§ **Written instruction**
Arrange every line of the data below as a numbered list, omitting blank lines and leaving the pictures out.

***** Record extracts

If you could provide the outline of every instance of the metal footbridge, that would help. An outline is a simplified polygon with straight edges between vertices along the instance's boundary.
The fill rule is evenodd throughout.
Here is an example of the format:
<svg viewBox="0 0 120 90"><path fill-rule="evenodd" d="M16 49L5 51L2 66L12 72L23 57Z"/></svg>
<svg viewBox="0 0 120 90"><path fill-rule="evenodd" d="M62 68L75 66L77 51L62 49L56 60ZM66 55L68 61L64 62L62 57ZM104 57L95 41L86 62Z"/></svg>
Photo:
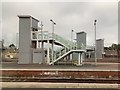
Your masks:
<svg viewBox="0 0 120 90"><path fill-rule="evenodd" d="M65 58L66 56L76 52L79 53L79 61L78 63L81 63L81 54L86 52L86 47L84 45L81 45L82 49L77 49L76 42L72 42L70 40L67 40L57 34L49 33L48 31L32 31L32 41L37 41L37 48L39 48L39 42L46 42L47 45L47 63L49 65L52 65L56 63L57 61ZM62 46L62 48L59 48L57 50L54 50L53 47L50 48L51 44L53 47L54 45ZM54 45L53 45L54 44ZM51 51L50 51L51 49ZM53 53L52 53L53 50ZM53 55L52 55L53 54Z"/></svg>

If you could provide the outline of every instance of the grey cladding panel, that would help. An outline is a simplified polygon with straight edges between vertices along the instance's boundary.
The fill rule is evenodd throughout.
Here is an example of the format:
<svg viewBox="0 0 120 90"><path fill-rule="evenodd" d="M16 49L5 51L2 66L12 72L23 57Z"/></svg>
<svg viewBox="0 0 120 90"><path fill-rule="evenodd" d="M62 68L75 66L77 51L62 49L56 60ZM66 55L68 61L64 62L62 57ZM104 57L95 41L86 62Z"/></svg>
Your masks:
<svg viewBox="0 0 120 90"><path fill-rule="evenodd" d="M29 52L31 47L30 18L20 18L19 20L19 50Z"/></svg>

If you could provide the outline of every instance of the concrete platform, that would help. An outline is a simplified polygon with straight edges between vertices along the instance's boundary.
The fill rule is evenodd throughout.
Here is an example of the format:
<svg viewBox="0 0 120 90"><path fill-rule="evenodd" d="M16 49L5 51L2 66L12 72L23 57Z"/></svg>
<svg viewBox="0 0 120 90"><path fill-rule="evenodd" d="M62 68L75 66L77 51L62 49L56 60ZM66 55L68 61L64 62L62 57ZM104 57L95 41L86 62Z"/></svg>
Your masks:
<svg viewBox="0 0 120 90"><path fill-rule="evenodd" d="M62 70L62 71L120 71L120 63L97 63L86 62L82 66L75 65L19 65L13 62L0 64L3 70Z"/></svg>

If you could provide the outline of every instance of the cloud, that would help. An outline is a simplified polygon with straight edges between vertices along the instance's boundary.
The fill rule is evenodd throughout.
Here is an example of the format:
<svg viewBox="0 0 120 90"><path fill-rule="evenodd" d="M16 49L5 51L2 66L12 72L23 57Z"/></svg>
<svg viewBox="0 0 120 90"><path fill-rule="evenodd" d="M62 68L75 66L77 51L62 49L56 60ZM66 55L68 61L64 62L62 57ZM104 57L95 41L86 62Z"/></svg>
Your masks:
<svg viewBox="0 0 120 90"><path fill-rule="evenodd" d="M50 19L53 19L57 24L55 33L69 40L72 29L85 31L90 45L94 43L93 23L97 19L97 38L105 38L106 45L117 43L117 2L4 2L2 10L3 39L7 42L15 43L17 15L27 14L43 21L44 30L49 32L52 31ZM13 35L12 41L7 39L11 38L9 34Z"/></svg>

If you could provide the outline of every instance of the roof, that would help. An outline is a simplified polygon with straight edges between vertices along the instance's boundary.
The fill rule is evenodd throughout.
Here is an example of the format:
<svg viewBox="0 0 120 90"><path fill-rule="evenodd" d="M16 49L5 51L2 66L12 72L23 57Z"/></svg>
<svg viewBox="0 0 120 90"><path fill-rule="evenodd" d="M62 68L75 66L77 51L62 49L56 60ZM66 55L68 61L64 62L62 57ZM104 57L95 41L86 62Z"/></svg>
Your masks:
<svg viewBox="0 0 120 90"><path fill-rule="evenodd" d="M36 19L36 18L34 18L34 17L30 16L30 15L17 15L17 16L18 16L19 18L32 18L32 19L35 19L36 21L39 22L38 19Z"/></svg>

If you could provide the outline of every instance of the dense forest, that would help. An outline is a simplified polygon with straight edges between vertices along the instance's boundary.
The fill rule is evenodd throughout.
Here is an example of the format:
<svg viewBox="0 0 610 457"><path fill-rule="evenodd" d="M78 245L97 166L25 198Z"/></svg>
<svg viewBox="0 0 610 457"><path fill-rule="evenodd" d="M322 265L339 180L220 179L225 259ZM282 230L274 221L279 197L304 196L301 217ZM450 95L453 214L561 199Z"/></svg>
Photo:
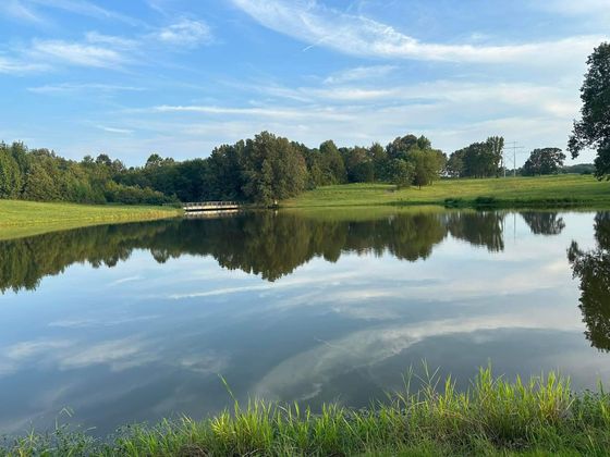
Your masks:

**********

§ **Reply to the task**
1. If you could provide the outline of every instance of the metal footbridge, that would help. An outline is a simplified polygon with straight edges between vertices along the instance's boundary.
2. The fill rule is evenodd throughout.
3. Here is an example of the format:
4. <svg viewBox="0 0 120 90"><path fill-rule="evenodd" d="M16 49L5 51L2 66L12 72L23 57Z"/></svg>
5. <svg viewBox="0 0 120 90"><path fill-rule="evenodd" d="M62 68L75 66L77 51L62 49L56 60ZM66 55L68 61L64 62L62 57ZM104 57L95 41L86 62Z"/></svg>
6. Photo:
7. Your masks:
8. <svg viewBox="0 0 120 90"><path fill-rule="evenodd" d="M65 58L66 56L76 52L79 53L79 61L78 63L81 63L81 54L86 52L86 47L84 45L81 45L82 49L77 49L76 42L72 42L70 40L67 40L57 34L49 33L48 31L32 31L32 41L37 41L37 48L39 48L39 42L46 42L47 45L47 63L49 65L52 65L56 63L57 61ZM62 46L62 48L59 48L57 50L54 50L53 47L50 48L51 44L53 47L54 45ZM54 45L53 45L54 44ZM51 51L50 51L51 49ZM53 53L52 53L53 50ZM53 55L52 55L53 54Z"/></svg>
9. If you could provide the outline of every instance of the grey cladding panel, that would help. An outline is a simplified polygon with straight edges between vertices along the instance's boundary.
10. The fill rule is evenodd throughout.
11. Here is an example of the format:
12. <svg viewBox="0 0 120 90"><path fill-rule="evenodd" d="M16 49L5 51L2 66L12 72L23 57Z"/></svg>
13. <svg viewBox="0 0 120 90"><path fill-rule="evenodd" d="M62 68L75 66L77 51L62 49L56 60ZM66 55L68 61L64 62L62 57ZM104 57L95 41L86 62Z"/></svg>
14. Your masks:
15. <svg viewBox="0 0 120 90"><path fill-rule="evenodd" d="M29 52L31 47L30 18L20 18L19 20L19 50Z"/></svg>
16. If you could provide the outline of every instance of the concrete platform, that would help. An outline is a simplified polygon with straight edges between vertices along the instance's boundary.
17. The fill rule is evenodd throughout.
18. Here is an example of the format:
19. <svg viewBox="0 0 120 90"><path fill-rule="evenodd" d="M16 49L5 51L2 66L12 72L23 57Z"/></svg>
20. <svg viewBox="0 0 120 90"><path fill-rule="evenodd" d="M62 68L75 66L77 51L62 49L56 60ZM66 55L68 61L64 62L62 57ZM104 57L95 41L86 62Z"/></svg>
21. Your masks:
22. <svg viewBox="0 0 120 90"><path fill-rule="evenodd" d="M62 70L62 71L120 71L120 63L97 63L86 62L82 66L75 65L19 65L13 62L0 64L3 70Z"/></svg>
23. If you could provide the outline of every instance of the cloud, that would help. An outline is a simplified polygon with straight edges between vertices along the instance's boundary.
24. The fill rule is evenodd throughout.
25. Here is an example of the format:
26. <svg viewBox="0 0 120 90"><path fill-rule="evenodd" d="M16 49L5 51L2 66L12 72L23 57Z"/></svg>
27. <svg viewBox="0 0 120 90"><path fill-rule="evenodd" d="M62 68L75 66L77 51L62 49L56 60ZM66 55L68 61L64 62L62 57ZM104 57L95 41L86 62Z"/></svg>
28. Your masks:
29. <svg viewBox="0 0 120 90"><path fill-rule="evenodd" d="M50 19L53 19L57 24L55 33L69 40L72 29L85 31L90 45L94 43L93 23L97 19L97 38L105 38L106 45L117 43L117 2L4 2L2 10L3 39L7 42L15 43L17 15L27 14L43 21L44 30L49 32L52 31ZM13 35L12 41L7 39L11 38L9 34Z"/></svg>
30. If you could provide the outline of every instance of the roof, that would help. An outline is a simplified polygon with straight edges between vertices along the instance's boundary.
31. The fill rule is evenodd throughout.
32. Here is an example of the format:
33. <svg viewBox="0 0 120 90"><path fill-rule="evenodd" d="M16 49L5 51L2 66L12 72L23 57Z"/></svg>
34. <svg viewBox="0 0 120 90"><path fill-rule="evenodd" d="M62 68L75 66L77 51L62 49L56 60ZM66 55L68 61L64 62L62 57ZM104 57L95 41L86 62Z"/></svg>
35. Your masks:
36. <svg viewBox="0 0 120 90"><path fill-rule="evenodd" d="M36 19L36 18L34 18L34 17L30 16L30 15L17 15L17 16L18 16L19 18L32 18L32 19L35 19L36 21L39 22L38 19Z"/></svg>
37. If you could provide the outline of every instance of the dense forest, that would help. An outline is a simplified polygon with straight edges between vertices along the instance's boundary.
38. The fill rule is evenodd throughout.
39. Here is an example of the format:
40. <svg viewBox="0 0 610 457"><path fill-rule="evenodd" d="M78 245L97 166L25 198Z"/></svg>
41. <svg viewBox="0 0 610 457"><path fill-rule="evenodd" d="M322 265L339 180L220 179L225 259ZM282 230L274 221L279 197L304 196L301 217ZM450 95L453 214L561 199Z"/></svg>
42. Photo:
43. Your masks:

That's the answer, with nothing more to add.